Do this —
Reproduce the entire listing word for word.

Excerpted records —
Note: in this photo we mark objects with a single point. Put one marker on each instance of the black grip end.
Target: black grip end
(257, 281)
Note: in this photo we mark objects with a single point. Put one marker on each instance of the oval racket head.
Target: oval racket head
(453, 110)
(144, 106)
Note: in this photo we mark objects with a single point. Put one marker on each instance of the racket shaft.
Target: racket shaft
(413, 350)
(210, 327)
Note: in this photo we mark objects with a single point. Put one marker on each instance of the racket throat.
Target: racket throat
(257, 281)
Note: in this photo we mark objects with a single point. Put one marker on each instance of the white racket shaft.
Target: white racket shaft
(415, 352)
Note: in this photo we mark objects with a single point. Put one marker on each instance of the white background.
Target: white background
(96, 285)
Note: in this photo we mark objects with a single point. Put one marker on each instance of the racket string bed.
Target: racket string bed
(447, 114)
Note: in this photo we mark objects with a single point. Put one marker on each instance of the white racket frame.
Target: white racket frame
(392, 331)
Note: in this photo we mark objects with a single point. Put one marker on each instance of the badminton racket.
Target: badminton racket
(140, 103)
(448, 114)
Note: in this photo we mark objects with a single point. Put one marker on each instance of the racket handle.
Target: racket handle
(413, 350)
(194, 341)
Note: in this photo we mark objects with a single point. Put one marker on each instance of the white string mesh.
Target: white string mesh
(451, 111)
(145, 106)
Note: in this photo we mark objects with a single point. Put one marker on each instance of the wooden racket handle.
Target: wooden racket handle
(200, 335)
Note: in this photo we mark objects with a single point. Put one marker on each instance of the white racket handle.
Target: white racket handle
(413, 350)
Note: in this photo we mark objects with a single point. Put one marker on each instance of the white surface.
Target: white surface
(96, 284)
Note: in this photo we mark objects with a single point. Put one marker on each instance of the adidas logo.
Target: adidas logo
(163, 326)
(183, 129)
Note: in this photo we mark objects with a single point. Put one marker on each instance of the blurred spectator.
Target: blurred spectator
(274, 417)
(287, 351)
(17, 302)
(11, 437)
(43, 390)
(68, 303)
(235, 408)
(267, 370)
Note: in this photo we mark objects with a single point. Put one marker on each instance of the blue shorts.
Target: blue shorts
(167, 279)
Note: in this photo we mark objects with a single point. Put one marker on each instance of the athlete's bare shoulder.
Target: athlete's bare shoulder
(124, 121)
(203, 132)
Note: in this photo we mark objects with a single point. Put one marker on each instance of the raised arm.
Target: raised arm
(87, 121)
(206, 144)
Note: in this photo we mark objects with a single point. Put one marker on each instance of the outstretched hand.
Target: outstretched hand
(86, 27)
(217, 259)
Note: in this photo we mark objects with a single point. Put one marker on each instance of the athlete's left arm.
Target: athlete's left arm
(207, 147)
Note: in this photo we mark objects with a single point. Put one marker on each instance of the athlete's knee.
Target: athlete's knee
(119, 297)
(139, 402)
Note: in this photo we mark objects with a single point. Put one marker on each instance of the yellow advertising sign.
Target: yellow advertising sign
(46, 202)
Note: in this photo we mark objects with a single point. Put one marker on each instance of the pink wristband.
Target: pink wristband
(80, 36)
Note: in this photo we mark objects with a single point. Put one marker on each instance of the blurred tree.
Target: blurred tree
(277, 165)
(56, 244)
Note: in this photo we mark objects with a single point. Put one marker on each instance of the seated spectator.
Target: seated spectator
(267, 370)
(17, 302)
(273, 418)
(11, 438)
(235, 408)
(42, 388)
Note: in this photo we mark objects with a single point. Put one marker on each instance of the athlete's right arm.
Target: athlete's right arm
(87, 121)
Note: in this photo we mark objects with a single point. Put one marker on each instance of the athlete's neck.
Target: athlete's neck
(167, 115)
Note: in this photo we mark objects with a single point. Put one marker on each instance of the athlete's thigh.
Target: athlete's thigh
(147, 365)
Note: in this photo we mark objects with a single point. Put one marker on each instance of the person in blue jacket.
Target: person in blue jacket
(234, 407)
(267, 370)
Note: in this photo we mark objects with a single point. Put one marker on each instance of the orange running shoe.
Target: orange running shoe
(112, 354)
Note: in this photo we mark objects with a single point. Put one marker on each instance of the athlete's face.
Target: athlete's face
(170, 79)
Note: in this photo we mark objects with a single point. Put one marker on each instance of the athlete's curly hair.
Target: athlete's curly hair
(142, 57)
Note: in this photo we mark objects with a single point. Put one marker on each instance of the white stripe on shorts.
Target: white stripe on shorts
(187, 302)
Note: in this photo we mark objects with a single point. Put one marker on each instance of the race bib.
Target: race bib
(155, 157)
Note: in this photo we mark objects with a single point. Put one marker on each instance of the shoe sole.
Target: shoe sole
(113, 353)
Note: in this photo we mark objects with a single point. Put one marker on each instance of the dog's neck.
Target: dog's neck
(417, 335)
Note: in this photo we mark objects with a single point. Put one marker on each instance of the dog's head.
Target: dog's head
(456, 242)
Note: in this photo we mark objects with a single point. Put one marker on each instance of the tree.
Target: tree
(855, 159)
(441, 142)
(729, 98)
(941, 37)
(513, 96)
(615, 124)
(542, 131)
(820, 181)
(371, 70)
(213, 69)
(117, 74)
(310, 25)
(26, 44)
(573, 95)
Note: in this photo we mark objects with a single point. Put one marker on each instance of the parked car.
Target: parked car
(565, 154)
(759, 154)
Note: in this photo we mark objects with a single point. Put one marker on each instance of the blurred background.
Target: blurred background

Response to this task —
Note: in this photo we mark objects with a single point. Put one marker on each instance of the black grip end.
Target: black grip end
(257, 281)
Note: in this photo we mark objects with a single point. Put one marker on each instance of the oval racket head.
Target: oval racket head
(453, 110)
(144, 106)
Note: in this photo we mark objects with a single point. Put one marker on each instance of the racket shaft.
Target: racket shaft
(413, 350)
(210, 327)
Note: in this photo we mark objects with a single point. Put one marker on each instance of the racket throat.
Target: racket throat
(257, 281)
Note: in this photo we mark objects with a single point. Put one marker on each instance of the white racket shaft.
Target: white racket shaft
(415, 352)
Note: in this photo we mark objects with a single point. Put one marker on each instance of the white background.
Target: white background
(96, 285)
Note: in this photo we mark objects with a single point. Put one marker on each instance of the racket string bed.
Target: racket string bed
(447, 114)
Note: in this photo we mark objects with a single point. Put one marker on each instance of the white racket frame.
Target: white racket frame
(392, 331)
Note: in this photo we mark objects with a single point. Put one marker on each instance of the badminton racket.
Target: badminton racket
(140, 103)
(448, 114)
Note: in this photo we mark objects with a single point. Put one marker on each instance of the racket handle.
Target: racket handle
(413, 350)
(194, 341)
Note: in this photo we mark objects with a single point. Put one marker on each instance of the white string mesh.
Target: white string mesh
(451, 111)
(145, 106)
Note: in this photo we mark objects with a single point. Put one marker on each instance of the wooden racket handle.
Target: wooden racket handle
(200, 335)
Note: in this photo we mark objects with a single point. Put one marker on each instance of the white racket handle.
Target: white racket handle
(413, 350)
Note: in this photo we mark objects with a single point. Put one marker on each instance of the white surface.
Target: white surface
(96, 284)
Note: in this photo we mark objects with a single point. Put one marker on each instance of the adidas logo.
Target: adidas logo
(163, 326)
(183, 129)
Note: in this photo we mark objects with a single point. Put one marker on each instance of the blurred spectator.
Target: blurred spectator
(274, 417)
(287, 351)
(17, 302)
(11, 437)
(43, 390)
(68, 303)
(235, 408)
(267, 370)
Note: in this photo we mark objects with a single point. Put one marker on each instance of the blue shorts.
Target: blue shorts
(167, 279)
Note: in this photo we mark objects with a single point. Put one marker on each instance of the athlete's bare shoulder.
Target: athlete's bare shoulder
(124, 121)
(203, 132)
Note: in this photo we mark objects with a single point. Put one marker on each instance of the raised arm.
Target: raised arm
(87, 121)
(206, 144)
Note: in this photo we mark objects with a single point. Put one marker on each instance of the outstretched hand.
Target: outstretched hand
(86, 27)
(217, 259)
Note: in this photo we mark objects with a single point. Put one marker on each instance of the athlete's left arm.
Target: athlete's left arm
(207, 147)
Note: in this photo we mark objects with a single point. Put one marker on each instance of the athlete's knee.
Target: athlete's knee
(119, 297)
(139, 402)
Note: in this photo we mark objects with a single point. Put one marker on each instance of the yellow advertising sign.
Target: yellow advertising sign
(46, 202)
Note: in this photo we mark objects with a single point. Put one marker on each instance of the pink wristband.
Target: pink wristband
(80, 36)
Note: in this photo we mark objects with a single point. Put one marker on each instance of the blurred tree.
Target: blurred tree
(277, 165)
(56, 244)
Note: in this photo we mark objects with a single point. Put one marker on each instance of the seated spectator.
Target: seated spectator
(267, 370)
(17, 302)
(273, 418)
(11, 438)
(235, 408)
(42, 388)
Note: in this photo we mark objects with a single point. Put one marker on each instance of the athlete's right arm.
Target: athlete's right arm
(87, 121)
Note: in this photo we mark objects with a single point. Put one marker on each instance of the athlete's neck.
Target: athlete's neck
(167, 115)
Note: in this photo we mark objects with a single point. Put one marker on each instance of the athlete's thigh.
Target: athlete's thigh
(147, 365)
Note: in this photo we mark objects with a single point. Put one marker on each instance of the person in blue jacket.
Target: person in blue jacket
(234, 407)
(267, 370)
Note: in this photo we mark objects with a single point. Put one marker on each instance of the orange running shoe.
Target: orange running shoe
(112, 354)
Note: in this photo we mark objects with a single point. Put one marker on each instance of the athlete's face.
Target: athlete's face
(170, 79)
Note: in this photo we mark objects with a single point. Put one marker on each instance of the athlete's curly hair.
Target: athlete's curly hair
(142, 57)
Note: in this photo we mark objects with a single point. Put one marker on each instance of the white stripe on shorts.
Target: white stripe on shorts
(187, 302)
Note: in this photo we mark objects with a single point. Put one marker on each instance of the race bib.
Target: race bib
(155, 157)
Note: in this photo we mark objects with a single point. Put one marker on each instance of the shoe sole.
Target: shoe sole
(113, 353)
Note: in this photo we mark objects with a single point. Put one marker on each instance of the dog's neck.
Target: dog's neck
(417, 335)
Note: in this photo we mark objects with a single point. Put one marker on each instance of the dog's head.
Target: dog's head
(456, 242)
Note: in this photo we mark objects with a single point. Put one marker on each instance of the tree.
Target: tree
(855, 159)
(441, 142)
(729, 98)
(941, 37)
(513, 96)
(615, 124)
(542, 131)
(820, 181)
(371, 70)
(213, 69)
(117, 74)
(310, 25)
(26, 44)
(573, 95)
Note: in this photo we mark objects with a single point. Put one marker on each instance of the parked car.
Target: parked car
(565, 154)
(759, 154)
Note: in this photo we mark objects with a single point. Put one marker on each instance of the blurred background.
Target: blurred background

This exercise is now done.